> [Document]:
I ran into the man who gave me a lift into town last night, along with his wife and his cousins. He is the local surveyor. He has been here quite a while and has both a house in the town and a 200 acre farm, all in bush at this point. That is a lot of land for Stewart Island. The island is going through a bit of a real estate boom at the moment, with prices rising 300% in the last year.
I was talking with the woman who owns the small cafe, the JustCafe , where I had lunch (great smoked salmon sandwich and a good cafe latte). She said that many of the buyers are Americans, since even with record high prices, real estate is really cheap by our standards. She is originally from Iowa and has been here 12 years. I asked her if many Americans came here and she said that most of the foreign tourists were from the US. I thought that unusual, since I hadn't met many on the way down. Evidently, the ones who come to Stewart Island tend to be older, with more money, out to see the less discovered places. Sure enough, while I was there having lunch, at least eight other Americans came in.
I wonder if there isn't some kind of hidden magnetic effect based on nationality. She gets a lot of customers from the US. The place I stayed at in Milton, the Happy-Inn, is run by a guy from Switzerland and he gets a lot of Swiss coming into the hostel. Those Internet cafes in Auckland and Christchurch run by Asians are full of other Asians, while those run by Kiwis are not. The last example is probably not as interesting as the first two, since they have signs in Japanese and Korean, while the hostel and the cafe had no outward indication of the nationality of the owner.

> [Parts of the exercise]:
**a.** In the travel account, how long has the cafe owner from Iowa lived there?
**b.** Rewrite everything in the travel account from "I was talking" down to "Americans came in.", changing "smoked salmon sandwich" to "ham sandwich".

> [Entries]:
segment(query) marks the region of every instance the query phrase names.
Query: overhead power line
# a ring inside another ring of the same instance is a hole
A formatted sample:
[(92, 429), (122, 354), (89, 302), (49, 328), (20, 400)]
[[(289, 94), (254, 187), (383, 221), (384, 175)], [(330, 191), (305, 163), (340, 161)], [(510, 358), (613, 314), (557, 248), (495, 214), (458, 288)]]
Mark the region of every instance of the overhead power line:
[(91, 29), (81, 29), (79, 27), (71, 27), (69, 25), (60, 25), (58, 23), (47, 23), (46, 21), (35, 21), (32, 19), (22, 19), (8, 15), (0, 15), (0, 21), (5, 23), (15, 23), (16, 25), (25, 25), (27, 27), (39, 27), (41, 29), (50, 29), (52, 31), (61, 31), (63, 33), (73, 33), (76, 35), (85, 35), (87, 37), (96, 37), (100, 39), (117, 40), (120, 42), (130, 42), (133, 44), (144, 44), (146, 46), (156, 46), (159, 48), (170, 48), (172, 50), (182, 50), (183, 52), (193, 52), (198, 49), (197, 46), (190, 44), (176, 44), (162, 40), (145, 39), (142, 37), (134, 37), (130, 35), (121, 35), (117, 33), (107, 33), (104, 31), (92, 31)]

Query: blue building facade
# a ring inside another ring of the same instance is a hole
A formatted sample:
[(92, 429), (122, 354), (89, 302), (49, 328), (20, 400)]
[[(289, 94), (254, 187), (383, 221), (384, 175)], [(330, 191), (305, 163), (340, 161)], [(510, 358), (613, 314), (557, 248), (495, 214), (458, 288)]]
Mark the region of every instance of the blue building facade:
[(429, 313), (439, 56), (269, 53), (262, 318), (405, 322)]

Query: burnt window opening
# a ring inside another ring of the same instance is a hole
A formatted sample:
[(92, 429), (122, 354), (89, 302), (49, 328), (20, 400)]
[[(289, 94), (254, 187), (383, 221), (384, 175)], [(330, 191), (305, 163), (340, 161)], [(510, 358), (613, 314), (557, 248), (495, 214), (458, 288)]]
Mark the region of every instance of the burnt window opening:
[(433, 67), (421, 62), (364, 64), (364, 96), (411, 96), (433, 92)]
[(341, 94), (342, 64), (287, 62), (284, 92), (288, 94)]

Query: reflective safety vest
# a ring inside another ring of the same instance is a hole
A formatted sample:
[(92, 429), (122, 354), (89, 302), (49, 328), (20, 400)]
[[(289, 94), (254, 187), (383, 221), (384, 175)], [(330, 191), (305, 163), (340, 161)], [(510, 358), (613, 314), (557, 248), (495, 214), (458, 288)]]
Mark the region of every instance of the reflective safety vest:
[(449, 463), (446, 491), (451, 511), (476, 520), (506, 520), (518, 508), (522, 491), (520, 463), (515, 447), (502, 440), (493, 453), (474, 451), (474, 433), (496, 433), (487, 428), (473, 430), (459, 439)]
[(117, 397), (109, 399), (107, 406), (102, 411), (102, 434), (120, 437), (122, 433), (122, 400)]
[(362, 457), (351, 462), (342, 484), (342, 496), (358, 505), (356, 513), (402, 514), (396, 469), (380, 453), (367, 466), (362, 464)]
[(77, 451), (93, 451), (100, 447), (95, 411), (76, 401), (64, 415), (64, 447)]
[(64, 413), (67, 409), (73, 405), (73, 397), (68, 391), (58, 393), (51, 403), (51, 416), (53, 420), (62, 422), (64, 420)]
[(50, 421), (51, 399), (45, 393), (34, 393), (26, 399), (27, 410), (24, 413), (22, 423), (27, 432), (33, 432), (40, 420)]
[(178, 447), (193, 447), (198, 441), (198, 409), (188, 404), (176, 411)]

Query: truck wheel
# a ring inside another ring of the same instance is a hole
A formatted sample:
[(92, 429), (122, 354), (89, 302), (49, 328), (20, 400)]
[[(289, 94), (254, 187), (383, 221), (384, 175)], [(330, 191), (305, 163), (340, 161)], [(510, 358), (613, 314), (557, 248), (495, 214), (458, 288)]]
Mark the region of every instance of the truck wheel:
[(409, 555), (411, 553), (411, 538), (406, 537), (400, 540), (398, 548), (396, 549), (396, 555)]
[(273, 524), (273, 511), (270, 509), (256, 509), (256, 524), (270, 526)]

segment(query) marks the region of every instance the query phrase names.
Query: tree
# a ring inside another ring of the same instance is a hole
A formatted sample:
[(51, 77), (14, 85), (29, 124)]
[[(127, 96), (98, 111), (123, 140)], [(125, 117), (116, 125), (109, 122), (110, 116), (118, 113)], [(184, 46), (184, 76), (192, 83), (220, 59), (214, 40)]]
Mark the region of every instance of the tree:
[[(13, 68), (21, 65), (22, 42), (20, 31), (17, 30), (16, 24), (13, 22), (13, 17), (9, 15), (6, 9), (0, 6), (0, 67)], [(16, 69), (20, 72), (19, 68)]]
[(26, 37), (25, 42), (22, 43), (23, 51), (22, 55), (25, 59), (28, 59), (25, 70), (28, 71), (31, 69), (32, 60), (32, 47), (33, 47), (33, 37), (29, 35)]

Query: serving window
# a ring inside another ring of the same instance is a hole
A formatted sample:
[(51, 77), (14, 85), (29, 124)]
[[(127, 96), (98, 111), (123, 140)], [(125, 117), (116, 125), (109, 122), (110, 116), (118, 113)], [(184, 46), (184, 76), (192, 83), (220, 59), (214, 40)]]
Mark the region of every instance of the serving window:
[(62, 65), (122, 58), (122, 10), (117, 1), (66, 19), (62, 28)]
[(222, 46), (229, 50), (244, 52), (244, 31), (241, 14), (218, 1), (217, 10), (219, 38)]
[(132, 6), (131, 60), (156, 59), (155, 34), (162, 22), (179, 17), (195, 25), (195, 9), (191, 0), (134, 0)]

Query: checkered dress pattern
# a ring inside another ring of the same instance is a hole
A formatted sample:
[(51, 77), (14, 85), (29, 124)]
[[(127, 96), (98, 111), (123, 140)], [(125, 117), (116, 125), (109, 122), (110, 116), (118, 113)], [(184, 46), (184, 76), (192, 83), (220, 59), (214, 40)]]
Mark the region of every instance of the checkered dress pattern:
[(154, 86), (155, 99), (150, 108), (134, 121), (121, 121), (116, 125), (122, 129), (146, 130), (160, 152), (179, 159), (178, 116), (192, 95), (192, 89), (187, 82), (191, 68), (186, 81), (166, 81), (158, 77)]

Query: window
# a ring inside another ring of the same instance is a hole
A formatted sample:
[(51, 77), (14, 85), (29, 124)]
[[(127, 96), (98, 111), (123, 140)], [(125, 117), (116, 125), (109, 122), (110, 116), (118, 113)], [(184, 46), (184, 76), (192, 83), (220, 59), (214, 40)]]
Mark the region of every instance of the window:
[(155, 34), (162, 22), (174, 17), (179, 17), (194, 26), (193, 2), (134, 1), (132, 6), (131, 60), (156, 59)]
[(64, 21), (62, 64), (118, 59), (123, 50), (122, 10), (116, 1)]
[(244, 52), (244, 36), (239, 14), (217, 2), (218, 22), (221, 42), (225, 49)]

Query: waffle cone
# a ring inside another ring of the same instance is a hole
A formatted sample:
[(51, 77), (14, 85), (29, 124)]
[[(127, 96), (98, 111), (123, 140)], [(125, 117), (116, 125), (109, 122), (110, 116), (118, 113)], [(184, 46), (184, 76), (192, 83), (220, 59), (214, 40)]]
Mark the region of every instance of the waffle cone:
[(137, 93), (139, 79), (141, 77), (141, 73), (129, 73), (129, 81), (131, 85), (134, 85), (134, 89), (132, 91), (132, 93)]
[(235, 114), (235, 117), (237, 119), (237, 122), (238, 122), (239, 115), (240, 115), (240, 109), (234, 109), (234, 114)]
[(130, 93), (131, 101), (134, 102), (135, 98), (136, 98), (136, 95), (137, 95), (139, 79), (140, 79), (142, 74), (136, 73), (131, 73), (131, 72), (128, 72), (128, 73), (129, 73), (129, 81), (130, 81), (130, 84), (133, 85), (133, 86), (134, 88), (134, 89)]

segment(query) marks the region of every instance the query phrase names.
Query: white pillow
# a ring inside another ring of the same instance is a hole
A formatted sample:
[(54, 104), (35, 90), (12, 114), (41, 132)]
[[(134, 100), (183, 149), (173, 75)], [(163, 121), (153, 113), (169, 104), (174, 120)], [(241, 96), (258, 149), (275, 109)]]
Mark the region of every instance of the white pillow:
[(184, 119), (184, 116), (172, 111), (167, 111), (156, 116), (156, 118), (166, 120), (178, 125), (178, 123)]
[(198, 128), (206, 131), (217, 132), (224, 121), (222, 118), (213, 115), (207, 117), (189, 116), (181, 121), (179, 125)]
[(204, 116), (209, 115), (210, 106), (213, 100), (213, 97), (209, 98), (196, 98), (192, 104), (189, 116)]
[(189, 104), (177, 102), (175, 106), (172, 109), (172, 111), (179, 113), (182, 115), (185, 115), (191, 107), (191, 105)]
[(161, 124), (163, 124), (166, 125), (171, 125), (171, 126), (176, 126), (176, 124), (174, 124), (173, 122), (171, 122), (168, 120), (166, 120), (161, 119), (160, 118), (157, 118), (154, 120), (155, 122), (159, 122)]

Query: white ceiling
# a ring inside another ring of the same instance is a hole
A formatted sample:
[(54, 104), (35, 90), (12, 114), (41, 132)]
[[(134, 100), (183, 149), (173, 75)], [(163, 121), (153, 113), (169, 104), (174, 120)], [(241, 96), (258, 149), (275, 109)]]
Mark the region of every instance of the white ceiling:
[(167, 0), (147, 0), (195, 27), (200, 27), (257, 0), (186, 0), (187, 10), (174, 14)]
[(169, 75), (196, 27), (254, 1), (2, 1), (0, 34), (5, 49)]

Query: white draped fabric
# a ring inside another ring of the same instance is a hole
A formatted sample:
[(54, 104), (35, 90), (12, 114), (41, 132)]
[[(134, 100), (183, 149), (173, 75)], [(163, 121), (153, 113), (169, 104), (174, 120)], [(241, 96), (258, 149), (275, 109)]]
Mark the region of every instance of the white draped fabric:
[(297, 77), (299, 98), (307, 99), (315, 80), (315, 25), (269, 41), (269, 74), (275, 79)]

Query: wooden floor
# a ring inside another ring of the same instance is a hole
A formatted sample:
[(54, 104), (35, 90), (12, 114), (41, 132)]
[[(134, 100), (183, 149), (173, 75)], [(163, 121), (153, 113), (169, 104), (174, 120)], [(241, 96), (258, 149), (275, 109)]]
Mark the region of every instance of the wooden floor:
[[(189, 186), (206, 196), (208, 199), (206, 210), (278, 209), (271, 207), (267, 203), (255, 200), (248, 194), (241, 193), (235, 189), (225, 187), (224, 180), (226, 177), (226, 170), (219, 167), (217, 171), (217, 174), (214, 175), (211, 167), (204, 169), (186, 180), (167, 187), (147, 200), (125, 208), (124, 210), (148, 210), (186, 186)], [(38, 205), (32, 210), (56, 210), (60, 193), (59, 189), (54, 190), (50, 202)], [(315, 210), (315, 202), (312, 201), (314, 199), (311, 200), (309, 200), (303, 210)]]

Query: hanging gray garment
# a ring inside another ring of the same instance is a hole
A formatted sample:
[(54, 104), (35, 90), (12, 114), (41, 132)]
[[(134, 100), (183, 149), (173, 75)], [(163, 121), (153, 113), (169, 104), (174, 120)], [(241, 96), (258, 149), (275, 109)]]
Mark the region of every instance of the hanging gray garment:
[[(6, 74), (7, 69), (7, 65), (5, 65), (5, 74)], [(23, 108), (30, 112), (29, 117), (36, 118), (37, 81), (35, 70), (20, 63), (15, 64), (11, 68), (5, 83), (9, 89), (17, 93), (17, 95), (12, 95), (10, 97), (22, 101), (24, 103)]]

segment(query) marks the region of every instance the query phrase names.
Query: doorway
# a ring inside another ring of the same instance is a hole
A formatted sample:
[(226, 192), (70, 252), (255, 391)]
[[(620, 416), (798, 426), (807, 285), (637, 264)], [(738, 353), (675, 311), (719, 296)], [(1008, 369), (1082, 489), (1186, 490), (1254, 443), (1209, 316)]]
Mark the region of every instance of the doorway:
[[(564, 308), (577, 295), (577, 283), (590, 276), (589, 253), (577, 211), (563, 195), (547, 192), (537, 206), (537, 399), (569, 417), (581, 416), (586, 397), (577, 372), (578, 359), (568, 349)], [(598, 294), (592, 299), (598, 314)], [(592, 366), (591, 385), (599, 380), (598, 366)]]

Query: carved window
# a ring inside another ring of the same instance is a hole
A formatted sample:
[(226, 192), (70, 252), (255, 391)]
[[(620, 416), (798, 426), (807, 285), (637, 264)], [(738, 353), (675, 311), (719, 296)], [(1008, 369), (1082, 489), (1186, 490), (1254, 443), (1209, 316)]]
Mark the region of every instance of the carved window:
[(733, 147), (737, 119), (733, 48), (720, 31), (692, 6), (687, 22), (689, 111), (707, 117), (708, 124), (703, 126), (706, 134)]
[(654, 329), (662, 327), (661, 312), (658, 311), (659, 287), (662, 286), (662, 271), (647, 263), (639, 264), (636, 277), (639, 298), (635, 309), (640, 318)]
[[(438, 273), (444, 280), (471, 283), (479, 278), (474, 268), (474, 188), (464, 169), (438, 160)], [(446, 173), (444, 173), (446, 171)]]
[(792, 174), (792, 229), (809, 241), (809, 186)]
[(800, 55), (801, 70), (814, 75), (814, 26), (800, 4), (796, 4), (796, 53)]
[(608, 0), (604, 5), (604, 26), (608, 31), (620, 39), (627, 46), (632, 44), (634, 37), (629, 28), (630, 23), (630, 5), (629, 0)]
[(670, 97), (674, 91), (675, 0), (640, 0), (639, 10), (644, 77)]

> [Per-task outputs]:
**a.** 12 years.

**b.**
I was talking with the woman who owns the small cafe, the JustCafe , where I had lunch (great ham sandwich and a good cafe latte). She said that many of the buyers are Americans, since even with record high prices, real estate is really cheap by our standards. She is originally from Iowa and has been here 12 years. I asked her if many Americans came here and she said that most of the foreign tourists were from the US. I thought that unusual, since I hadn't met many on the way down. Evidently, the ones who come to Stewart Island tend to be older, with more money, out to see the less discovered places. Sure enough, while I was there having lunch, at least eight other Americans came in.